**READING TEXT:**
*** Block opens ***

# The slingshot as hunting pest control.



## msturm (Sep 18, 2019)

Day three in the bear stand, over a known bear trail. I'm only ten feet off the ground armed with a 54 lb at 27 in guava self bow I made in Hawaii. I have 5 matching bamboo arrows tipped with 145 gn. Ribtechs. I have seen this bear on this trail twice and have him on camera a dozen or so times.... Yet when I am in the stand we never cross paths..

The reason for this is of course my nemesis, the red squirrel. There are three that consistently blow my cover in this spot, including jumping to my tree and dropping spruce cones on me and endless chattering alerting the woods to my presence. Well today I am ready for them. I'm praying for a bear, but hoping for a squirrel or three. Fingers crossed.

Squirrel tastes too good to be this much of a pain in the ass.

Msturm








Photo taken at 11:27 pm.


----------



## Sandstorm (Apr 5, 2021)

From what I understand they’re the toughest little bastards on the face of the earth. Happy hunting for both squirrel and bear.


----------



## vince4242 (Jan 11, 2016)

That is a beautiful bow! And a nice flipping job. Good luck with the squirrel they are tough to kill with a slingshot.


----------



## ghost0311/8541 (Jan 6, 2013)

I always take my slingshot when bow hunting just for that reason I was elk hunting in Colorado and had a squirrel doing the same thing about 15 feet a way when 8 packed for the hunt I did not pack sling shot ammo on purpose because we are in the rocky mountains so there will be rocks I put gum rubber on and thoughts rocks up here not round ones I had to cut green tree limbs into am


----------



## ffastfzr (Feb 15, 2021)

Sir, I feel your pain. We don't have a ton of red squirrels in my section of NY, but we sure do have a ton of the grey ones. Having been a bowhunter for over 30 years now, I have grown to loathe those little manifestations of evil. I have had more acorns, twigs, branches, leaves, hickory nuts, horse chestnuts, you name it dropped down on my head or down the back of my collar than I care to think about. I have even had one of the little demons run up my leg one time. I don't know how many times I went on high alert thinking a monster buck was coming down the trail only to find two or more squirrels chasing each other all around creation. I hate them, and wish them nothing but ill.

*** Block closes ***

**PROVIDED MATERIAL:**
*** Block opens ***

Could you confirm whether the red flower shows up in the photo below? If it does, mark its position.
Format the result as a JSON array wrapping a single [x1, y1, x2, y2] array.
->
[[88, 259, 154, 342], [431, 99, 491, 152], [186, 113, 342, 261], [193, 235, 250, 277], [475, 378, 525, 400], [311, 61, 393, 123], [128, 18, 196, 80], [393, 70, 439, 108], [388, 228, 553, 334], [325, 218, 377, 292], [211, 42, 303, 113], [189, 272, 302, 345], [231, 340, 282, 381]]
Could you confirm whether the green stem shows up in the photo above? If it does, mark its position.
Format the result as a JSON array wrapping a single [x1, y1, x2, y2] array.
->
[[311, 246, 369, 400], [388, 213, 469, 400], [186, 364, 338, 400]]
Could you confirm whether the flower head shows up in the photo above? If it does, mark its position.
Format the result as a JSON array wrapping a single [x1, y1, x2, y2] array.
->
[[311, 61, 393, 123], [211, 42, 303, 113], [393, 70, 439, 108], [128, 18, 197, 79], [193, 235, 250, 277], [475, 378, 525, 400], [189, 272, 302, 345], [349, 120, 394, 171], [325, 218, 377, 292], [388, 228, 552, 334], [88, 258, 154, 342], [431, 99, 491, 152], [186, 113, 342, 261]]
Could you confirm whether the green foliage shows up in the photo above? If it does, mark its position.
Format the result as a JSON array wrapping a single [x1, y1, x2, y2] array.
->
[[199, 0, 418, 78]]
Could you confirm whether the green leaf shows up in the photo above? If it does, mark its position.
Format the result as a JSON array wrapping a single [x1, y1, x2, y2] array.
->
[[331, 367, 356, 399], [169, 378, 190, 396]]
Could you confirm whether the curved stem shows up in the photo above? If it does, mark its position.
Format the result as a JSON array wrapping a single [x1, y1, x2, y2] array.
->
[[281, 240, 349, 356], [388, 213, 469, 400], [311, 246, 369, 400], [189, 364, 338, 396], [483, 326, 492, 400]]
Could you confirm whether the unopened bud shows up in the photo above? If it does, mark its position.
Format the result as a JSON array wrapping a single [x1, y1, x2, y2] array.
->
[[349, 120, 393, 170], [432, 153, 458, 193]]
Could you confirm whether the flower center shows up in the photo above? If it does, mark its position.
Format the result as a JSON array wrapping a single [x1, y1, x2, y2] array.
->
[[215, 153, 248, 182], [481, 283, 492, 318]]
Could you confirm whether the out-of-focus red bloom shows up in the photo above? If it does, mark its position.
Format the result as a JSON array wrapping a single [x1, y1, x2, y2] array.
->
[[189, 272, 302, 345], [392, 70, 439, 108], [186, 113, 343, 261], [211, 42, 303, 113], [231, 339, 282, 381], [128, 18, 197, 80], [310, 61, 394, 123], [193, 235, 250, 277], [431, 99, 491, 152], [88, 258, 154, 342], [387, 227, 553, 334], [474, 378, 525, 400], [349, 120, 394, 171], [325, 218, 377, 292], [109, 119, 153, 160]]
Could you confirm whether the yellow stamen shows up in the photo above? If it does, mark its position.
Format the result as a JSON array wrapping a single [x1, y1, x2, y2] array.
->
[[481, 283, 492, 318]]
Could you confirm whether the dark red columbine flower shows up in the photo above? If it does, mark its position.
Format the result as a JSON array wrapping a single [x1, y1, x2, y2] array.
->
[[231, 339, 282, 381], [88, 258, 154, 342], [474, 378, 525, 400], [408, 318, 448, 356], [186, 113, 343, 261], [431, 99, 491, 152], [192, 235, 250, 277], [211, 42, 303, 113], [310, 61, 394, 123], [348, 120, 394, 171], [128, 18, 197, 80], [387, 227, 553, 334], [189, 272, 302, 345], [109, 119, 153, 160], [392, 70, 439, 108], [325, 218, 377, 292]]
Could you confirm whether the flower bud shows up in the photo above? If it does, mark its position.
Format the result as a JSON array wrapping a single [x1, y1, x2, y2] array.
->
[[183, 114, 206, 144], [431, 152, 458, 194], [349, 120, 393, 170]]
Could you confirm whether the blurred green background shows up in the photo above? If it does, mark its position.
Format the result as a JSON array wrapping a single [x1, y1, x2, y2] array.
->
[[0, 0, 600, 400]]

*** Block closes ***

**PARTS OF THE EXERCISE:**
- a) Reproduce the slingshot pest-control thread from "# The slingshot" to "never cross paths..", swapping "guava" for "osage".
- b) Pick up the forum thread on using a slingshot against pesky squirrels after its last sentence and carry it on.

**ANSWERS TO EACH TASK:**
- a)
# The slingshot as hunting pest control.



## msturm (Sep 18, 2019)

Day three in the bear stand, over a known bear trail. I'm only ten feet off the ground armed with a 54 lb at 27 in osage self bow I made in Hawaii. I have 5 matching bamboo arrows tipped with 145 gn. Ribtechs. I have seen this bear on this trail twice and have him on camera a dozen or so times.... Yet when I am in the stand we never cross paths..

- b)
All that said, much respect on the self-bow. I hunt either with a Bowtech realm, or an elite E35. On occasion I'll also bust out my Excalibur crossbow. Semi-related, have you looked into hunting out of a tree saddle as opposed to a stand? I switched two years ago and absoutely love it when I have a long hike in, and don't have the option of setting up a fixed stand ahead of time. So much lighter than a climber, and way more versatility with the types of trees you can climb. Best of luck and shoot straight.


----------



## ffastfzr (Feb 15, 2021)

Almost forgot, about where in Alaska are you? My wife and I spent two weeks with just the two of us backpacking the Resurrection trail in Chugach about five years ago, and then we spent two weeks doing the same on Admiralty Island three years ago. Absolutely love it up there. We were supposed to go back to Kenai last spring but couldn't because of Covid.


----------



## msturm (Sep 18, 2019)

Got him tonight. The squirrel that is. 










Ffastfzr, I grew up in kenai. I live about an hour south now.


----------



## J3ff (Apr 12, 2019)

What ammo and hunting set up do youbhave for those squirrels? Nice get.


----------



## msturm (Sep 18, 2019)

J3ff said:


> What ammo and hunting set up do youbhave for those squirrels? Nice get.


Ammo : 7/16 steel.
Bands: .72 sheshou. 1 in to 3/4in tapers. 6.5 in working band.


----------



## J3ff (Apr 12, 2019)

J3ff said:


> What ammo and hunting set up do youbhave for those squirrels? Nice get.


Thank you. And those are the same size and dimensions I use actually good to know I could get some squirrels if I needed.


----------



## ffastfzr (Feb 15, 2021)

msturm said:


> Got him tonight. The squirrel that is.
> 
> View attachment 350873
> 
> ...


Congrats! I hope the bear is soon to follow. 
My wife and I were supposed to backpack the Russian Lakes Trail, which is sort of in your neck of the woods, last year but couldn't because of covid. We're hopeful that we can do it next spring instead. Either that or we're getting flown in to either the upper or lower paradise lake cabins. If we do set the trip, I'll drop you a note. I'll build you a custom slingshot and give it to you in person if there's a chance we can meet up someplace!


----------



## msturm (Sep 18, 2019)

ffastfzr said:


> Congrats! I hope the bear is soon to follow.
> My wife and I were supposed to backpack the Russian Lakes Trail, which is sort of in your neck of the woods, last year but couldn't because of covid. We're hopeful that we can do it next spring instead. Either that or we're getting flown in to either the upper or lower paradise lake cabins. If we do set the trip, I'll drop you a note. I'll build you a custom slingshot and give it to you in person if there's a chance we can meet up someplace!


Hey that sounds Sweet! I was just on the Russian Lakes Trail about a week ago. I had a great time, are you planning on going to the cabin? or to Kenai lake? Either way bring a machete and something to keep brown bears away. We did plenty of trail work and saw 3 pretty decent brownies.


----------



## ffastfzr (Feb 15, 2021)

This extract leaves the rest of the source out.